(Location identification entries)
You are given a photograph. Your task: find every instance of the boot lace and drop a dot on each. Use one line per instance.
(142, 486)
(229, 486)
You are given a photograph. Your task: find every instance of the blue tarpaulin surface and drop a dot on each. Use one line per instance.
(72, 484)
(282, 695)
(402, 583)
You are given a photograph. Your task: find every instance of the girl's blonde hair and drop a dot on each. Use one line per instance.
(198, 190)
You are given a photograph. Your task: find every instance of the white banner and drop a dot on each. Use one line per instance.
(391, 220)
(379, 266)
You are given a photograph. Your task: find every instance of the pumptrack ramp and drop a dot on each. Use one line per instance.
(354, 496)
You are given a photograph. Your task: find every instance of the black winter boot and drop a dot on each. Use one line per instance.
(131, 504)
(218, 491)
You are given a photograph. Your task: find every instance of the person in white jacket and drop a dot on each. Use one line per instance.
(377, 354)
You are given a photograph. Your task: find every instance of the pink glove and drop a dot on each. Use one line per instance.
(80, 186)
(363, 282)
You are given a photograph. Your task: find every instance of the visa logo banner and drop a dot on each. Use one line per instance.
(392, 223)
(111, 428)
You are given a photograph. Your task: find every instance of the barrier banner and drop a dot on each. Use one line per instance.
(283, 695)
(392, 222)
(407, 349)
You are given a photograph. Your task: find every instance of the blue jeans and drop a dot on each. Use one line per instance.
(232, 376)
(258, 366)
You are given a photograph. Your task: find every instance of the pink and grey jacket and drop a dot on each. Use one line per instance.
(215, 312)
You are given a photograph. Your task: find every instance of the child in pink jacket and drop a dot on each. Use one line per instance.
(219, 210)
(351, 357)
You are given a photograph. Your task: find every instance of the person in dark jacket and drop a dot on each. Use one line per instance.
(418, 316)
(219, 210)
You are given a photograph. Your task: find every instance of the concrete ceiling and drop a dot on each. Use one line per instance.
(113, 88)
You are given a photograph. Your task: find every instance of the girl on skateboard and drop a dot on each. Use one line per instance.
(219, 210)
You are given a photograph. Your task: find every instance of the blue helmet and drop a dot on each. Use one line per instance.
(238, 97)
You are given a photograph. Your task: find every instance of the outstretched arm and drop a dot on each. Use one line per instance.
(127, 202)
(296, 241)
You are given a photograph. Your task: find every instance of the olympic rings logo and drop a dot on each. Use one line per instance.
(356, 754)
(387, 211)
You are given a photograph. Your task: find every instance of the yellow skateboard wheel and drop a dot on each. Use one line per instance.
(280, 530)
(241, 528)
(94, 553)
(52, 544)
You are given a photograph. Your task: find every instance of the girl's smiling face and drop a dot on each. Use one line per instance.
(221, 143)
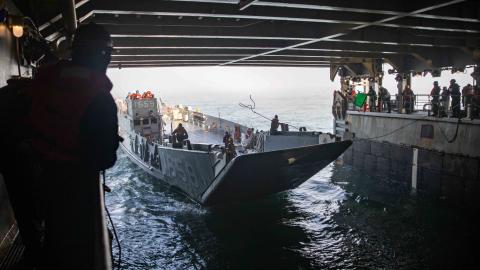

**SHORT EXERCISE**: Render all of the data above as a numbered list, one line per entry, skipping any blank lines and leaving out the pictures.

**EXPECTED OUTPUT**:
1. You are given a photograph. Your task: find every instance of the boot lace and drop a dot on each. Use one line per instance.
2. (142, 486)
3. (229, 486)
4. You are given a photograph. Your task: find every instance of the blue tarpaulin surface and drop a dot on each. Use one line per instance.
5. (72, 484)
6. (282, 695)
7. (402, 583)
8. You are given a photograph. Your task: find every instance of the girl's blonde hair and drop a dot on each. Use one line per instance.
9. (198, 190)
10. You are given a photograph. Your task: find every instance of the white banner and drop a dot on each. Use one line per instance.
11. (391, 220)
12. (379, 266)
13. You are given a photograph. Your task: find every instance of the pumptrack ramp and drop a dot on each. Use one line per instance.
14. (354, 496)
15. You are given a photograph. Your task: find every instance of the black winter boot and drop a dot on each. Use one line per instance.
16. (131, 504)
17. (218, 491)
18. You are given a photograph. Your task: find every instance of the person in white jacket and drop a dot on each. Use one line per instance.
19. (377, 354)
20. You are given a photograph. Your task: find every instance of the pink glove and drop a dot on each. Use one line per instance.
21. (80, 186)
22. (363, 282)
23. You are given a photograph. Your task: find every instance of the visa logo banner and drop a dot on each. Use one line per instance.
24. (392, 223)
25. (111, 428)
26. You are given a photograph. Your task: find every instance of the barrier banner and drop a dot on each. Use one line per instance.
27. (283, 695)
28. (392, 222)
29. (407, 349)
30. You are given a photograph. Your task: find every instance of the blue jeans and drop a dot on each. Use one line per instance.
31. (232, 376)
32. (258, 366)
33. You are given a photograph. Your task: find every instance of the pink and grey jacket and drop a dot on each. Use one line per instance.
34. (215, 312)
35. You are given a photograph. Your task: find every instance of the child in pink jacket and drop a dot on each. Use one line per instance.
36. (219, 210)
37. (351, 357)
38. You are given a photograph. Your task: find every instance of the person in dark jacket and drop a dot on each. Use one line per instance.
39. (418, 316)
40. (219, 210)
41. You are given a photograph. Your task: find every instance of the concrete ceiling and drop a dot on each. Use one line per instance.
42. (113, 88)
43. You are given a photograph. Your task: find every instance of the girl on skateboard and drop a dot on each. Use one line per instance.
44. (219, 210)
45. You are given a photograph. Your task: find every instance of the blue helmet and drop a dot on each. Use one line per instance.
46. (238, 97)
47. You are given a photograph. Your task: find every instance of the outstretched arm and drop a dot on each. Use one line per instance.
48. (127, 202)
49. (296, 241)
50. You are given a photograph. Your task: find every instance of the olympic rings logo and drop a dot on each. Use one line per instance.
51. (356, 754)
52. (387, 211)
53. You are given a photograph. Your task: find every instance of the yellow skateboard wheel and drop a dot on each. Use one line per instance.
54. (280, 530)
55. (241, 528)
56. (94, 553)
57. (52, 544)
58. You are given a photograph. Your task: find every instance of the girl's smiling face and drop a dot on each. Use one line per instance.
59. (221, 143)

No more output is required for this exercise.